• DATA PROVIDED
:::::

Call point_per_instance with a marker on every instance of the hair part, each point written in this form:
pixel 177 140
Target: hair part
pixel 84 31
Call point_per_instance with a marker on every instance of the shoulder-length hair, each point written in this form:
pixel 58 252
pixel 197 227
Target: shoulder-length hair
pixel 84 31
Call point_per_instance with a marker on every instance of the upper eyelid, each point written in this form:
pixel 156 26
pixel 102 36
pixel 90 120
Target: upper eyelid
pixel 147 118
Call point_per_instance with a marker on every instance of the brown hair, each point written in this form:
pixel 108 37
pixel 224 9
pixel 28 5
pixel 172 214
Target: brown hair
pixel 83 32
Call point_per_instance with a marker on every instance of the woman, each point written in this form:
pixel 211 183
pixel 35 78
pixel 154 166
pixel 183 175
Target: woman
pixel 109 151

:::::

• WHAT THE TASK ASKS
Copy out every line of the material above exactly, with nothing changed, added, or left out.

• FINISHED ANSWER
Call point_per_instance with a marker on every instance of the hair part, each point written in this form:
pixel 177 140
Target: hair part
pixel 84 31
Call point_per_instance with a marker on every instance of the shoulder-length hair, each point written in this form:
pixel 58 252
pixel 197 227
Target: shoulder-length hair
pixel 84 31
Call point_per_instance with a marker on every instance of the upper eyelid, each point written in this form:
pixel 156 26
pixel 102 36
pixel 90 120
Target: upper eyelid
pixel 147 118
Call point_per_instance with a marker on every instance of the brown hair, each point written in this form:
pixel 108 37
pixel 224 9
pixel 28 5
pixel 172 214
Target: brown hair
pixel 83 32
Call point_per_instance with a marker on every instance of the woman, each point written in this form:
pixel 211 183
pixel 35 78
pixel 154 166
pixel 183 175
Target: woman
pixel 109 151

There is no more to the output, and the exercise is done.